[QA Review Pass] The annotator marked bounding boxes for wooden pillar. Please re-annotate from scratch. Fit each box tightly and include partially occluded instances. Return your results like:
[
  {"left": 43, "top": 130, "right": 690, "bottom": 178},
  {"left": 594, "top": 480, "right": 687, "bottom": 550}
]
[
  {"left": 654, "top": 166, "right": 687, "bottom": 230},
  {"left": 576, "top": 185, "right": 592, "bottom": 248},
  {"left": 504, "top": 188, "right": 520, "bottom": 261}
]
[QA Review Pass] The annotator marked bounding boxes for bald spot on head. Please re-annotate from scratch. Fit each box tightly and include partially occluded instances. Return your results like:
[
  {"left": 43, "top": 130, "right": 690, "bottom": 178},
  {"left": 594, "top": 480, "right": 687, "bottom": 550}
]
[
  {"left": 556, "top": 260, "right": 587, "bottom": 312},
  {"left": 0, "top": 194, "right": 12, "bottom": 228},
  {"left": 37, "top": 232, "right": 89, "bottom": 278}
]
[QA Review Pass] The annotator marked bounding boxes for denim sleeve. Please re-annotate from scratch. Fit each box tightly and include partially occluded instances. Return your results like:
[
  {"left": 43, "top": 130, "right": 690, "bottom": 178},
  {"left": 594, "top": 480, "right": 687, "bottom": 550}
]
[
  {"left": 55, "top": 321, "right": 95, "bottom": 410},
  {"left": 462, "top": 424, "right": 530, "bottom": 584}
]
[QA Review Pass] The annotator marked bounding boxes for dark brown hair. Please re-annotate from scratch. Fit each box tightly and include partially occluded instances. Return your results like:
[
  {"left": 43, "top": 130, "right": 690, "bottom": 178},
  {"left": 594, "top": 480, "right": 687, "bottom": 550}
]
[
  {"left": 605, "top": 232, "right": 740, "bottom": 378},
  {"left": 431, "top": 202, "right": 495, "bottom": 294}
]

---+---

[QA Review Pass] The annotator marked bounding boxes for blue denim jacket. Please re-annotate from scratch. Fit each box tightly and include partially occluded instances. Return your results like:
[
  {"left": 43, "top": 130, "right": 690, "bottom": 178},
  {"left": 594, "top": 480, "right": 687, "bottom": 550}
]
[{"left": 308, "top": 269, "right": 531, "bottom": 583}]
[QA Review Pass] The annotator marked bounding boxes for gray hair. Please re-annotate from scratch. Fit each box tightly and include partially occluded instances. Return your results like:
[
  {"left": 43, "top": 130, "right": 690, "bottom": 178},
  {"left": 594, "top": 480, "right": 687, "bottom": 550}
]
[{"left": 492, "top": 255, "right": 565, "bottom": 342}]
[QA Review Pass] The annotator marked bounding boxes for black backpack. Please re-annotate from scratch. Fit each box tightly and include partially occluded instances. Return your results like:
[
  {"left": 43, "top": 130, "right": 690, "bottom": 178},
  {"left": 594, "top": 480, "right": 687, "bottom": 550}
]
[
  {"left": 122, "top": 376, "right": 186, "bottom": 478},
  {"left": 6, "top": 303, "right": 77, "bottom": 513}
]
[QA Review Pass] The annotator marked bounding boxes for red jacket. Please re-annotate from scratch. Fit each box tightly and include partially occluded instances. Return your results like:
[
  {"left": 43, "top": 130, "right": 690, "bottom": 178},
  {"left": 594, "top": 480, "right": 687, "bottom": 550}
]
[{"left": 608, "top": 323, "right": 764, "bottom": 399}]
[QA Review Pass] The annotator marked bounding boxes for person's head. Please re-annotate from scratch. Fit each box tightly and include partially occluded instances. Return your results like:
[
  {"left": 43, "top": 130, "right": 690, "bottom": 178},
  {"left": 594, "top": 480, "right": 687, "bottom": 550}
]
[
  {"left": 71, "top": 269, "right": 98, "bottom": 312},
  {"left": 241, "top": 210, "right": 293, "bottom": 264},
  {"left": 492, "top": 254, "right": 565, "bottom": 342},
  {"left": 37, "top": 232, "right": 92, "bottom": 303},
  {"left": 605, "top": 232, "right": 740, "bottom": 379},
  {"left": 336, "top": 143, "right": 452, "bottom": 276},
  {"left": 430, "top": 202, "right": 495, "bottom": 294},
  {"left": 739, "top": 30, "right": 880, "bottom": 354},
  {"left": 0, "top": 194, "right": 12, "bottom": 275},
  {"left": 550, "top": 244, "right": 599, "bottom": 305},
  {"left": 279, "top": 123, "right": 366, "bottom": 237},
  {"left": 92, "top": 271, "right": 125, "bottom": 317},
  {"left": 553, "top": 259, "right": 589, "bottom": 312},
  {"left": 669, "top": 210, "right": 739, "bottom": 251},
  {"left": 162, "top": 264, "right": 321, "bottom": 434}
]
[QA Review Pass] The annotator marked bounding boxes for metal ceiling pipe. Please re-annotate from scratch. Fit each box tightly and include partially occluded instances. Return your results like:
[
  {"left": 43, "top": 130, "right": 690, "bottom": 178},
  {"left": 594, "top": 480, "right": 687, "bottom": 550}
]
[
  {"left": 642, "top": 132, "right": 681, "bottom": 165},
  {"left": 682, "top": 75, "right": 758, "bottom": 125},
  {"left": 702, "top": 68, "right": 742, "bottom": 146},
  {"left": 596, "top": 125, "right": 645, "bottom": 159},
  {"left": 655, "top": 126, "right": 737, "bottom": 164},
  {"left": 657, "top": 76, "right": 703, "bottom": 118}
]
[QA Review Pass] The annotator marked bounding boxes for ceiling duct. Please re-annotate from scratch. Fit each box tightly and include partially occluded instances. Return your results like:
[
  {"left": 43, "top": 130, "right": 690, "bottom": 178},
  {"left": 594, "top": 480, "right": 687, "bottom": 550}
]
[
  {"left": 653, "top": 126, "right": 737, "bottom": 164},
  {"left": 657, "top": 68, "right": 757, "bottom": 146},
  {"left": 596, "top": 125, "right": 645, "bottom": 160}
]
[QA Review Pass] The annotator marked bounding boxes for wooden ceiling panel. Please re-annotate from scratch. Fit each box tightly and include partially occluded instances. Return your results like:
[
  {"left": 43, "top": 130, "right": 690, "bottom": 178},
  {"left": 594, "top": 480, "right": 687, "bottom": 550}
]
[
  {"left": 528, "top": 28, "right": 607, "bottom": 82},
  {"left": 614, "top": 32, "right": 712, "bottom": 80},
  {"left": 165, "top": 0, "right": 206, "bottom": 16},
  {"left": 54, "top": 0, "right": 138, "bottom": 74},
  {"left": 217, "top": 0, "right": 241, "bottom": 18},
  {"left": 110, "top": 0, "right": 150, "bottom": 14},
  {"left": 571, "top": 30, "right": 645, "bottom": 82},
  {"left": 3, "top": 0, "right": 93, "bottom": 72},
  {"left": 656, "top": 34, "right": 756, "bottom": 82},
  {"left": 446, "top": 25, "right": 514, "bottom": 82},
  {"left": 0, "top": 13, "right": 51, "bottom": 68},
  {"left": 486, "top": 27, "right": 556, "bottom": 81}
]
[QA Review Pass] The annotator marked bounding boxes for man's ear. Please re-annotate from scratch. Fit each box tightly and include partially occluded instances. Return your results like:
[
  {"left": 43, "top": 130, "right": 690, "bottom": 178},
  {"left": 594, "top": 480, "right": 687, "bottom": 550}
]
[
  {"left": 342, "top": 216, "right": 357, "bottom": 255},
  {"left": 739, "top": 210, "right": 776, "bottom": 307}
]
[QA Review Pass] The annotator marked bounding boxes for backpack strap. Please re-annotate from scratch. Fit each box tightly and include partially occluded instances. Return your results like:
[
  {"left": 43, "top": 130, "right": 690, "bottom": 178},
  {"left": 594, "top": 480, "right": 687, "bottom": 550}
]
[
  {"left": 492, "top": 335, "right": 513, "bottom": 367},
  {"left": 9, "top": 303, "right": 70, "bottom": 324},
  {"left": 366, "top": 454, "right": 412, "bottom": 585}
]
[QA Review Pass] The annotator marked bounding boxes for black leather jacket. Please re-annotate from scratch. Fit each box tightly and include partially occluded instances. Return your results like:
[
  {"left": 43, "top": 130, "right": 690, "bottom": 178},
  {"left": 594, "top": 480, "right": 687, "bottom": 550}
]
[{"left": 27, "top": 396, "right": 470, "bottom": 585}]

---+---

• Die Aufgabe: Zähle die Zeilen der Einträge, in denen das Wort „black“ vorkommt, und achte dabei auf Groß- und Kleinschreibung. Gib nur die Anzahl an.

• Richtiges Ergebnis: 2